= Document passage =
● ● ●

San Francisco Opera’s ‘Omar’ is a bold new American work 

Jamez McCorkle reprises the title role in San Francisco Opera’s production of Rhiannon Giddens and Michael Abels’ “Omar.” (Courtesy Cory Weaver/San Francisco Opera)

San Francisco Opera’s “Omar” is an extraordinary new American work in its Bay Area premiere. Winner of the 2023 Pulitzer Prize for Music, it was composed by folk musician Rhiannon Giddens (score and libretto) and Michael Abels (orchestration), based on the real-life story of Omar ibn Said, a Senegalese writer and scholar who was abducted and sold into slavery in Charleston, South Carolina, in the early 1800s. Omar, a Muslim, wrote his down story in Arabic in his 80s while enslaved; at its heart is a mystery that adds to the charged narrative.

Giddens’ score just about covers the field of American music: blues and gospel, ballad, bluegrass, with riffs of African music produced by North African drums (tar, ghaval, djembes). At Sunday’s opening performance, conductor John Kennedy led the opera orchestra with both passion and precision, and if some of the scenes seemed improbable — a square dance in the slave village did seem a stretch — with a strong cast and chorus and brilliant staging, “Omar” adds up to a memorable adventure in opera, a straightforward treatment of Black culture all too rare until our time.

Taylor Raven, center, and members of the San Francisco Opera Chorus don dramatic costumes by Micheline Russell-Brown and April M. Hickman in “Omar.” (Courtesy Cory Weaver/San Francisco Opera)

Director Kaneza Schaal’s production fires the music admirably, and scenic designs by Christopher Myers and Amy Rubin show great lengths of looping fabrics, with excerpts from Omar’s texts in English and Arabic projected across them. Visual images such as the ghostly slave ship in the Middle Passage are especially haunting. Micheline Russell-Brown and April M. Hickman have created authentic costuming for principals and chorus, all adding up to a vibrant staging with dramatic lighting by Pablo Santiago.

Tenor Jamez McCorkle as Omar sings with fluidity and perfect phrasing, his voice registering with lofty power and honeyed color especially in Act 2; McCorkle sang the title role in the premiere at the 2022 Spoleto Festival USA in Charleston, South Carolina.

● ● ●

= The request =
According to the review of "Omar," which prize did the opera win? The lines of data are not needed for the task.

[Lines of data]
● ● ●

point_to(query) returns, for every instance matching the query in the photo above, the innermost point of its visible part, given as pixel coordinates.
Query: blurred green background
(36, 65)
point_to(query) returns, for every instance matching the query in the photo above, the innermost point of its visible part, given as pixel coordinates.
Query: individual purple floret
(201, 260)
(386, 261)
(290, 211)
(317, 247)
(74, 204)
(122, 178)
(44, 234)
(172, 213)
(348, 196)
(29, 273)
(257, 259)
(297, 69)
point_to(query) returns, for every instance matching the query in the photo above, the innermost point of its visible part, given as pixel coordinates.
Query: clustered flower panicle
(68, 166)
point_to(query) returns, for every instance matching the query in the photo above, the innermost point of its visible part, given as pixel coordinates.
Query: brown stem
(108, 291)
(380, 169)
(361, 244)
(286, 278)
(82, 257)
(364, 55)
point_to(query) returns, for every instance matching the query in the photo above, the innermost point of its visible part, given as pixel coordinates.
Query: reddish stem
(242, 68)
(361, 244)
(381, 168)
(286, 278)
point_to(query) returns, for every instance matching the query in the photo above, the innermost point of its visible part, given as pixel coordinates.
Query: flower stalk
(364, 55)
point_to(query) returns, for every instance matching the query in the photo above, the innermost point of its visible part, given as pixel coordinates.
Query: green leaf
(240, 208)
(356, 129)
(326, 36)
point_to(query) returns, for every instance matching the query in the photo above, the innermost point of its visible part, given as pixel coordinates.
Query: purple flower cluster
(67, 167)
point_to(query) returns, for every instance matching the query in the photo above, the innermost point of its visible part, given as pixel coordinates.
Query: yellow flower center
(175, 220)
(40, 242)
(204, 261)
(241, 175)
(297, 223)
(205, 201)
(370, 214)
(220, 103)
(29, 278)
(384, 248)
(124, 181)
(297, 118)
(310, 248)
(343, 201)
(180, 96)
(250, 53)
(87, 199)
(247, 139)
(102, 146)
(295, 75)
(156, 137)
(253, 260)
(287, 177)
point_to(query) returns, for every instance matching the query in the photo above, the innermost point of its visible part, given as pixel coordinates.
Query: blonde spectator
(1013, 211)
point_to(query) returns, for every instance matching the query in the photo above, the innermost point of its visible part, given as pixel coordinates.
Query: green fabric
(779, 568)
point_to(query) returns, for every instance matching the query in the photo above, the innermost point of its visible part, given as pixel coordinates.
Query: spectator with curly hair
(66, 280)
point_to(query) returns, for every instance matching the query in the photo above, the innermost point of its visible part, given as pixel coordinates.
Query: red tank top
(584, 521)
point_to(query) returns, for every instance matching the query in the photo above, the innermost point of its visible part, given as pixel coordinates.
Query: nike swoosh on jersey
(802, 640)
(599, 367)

● ● ●

= Exercise response =
The 2023 Pulitzer Prize for Music.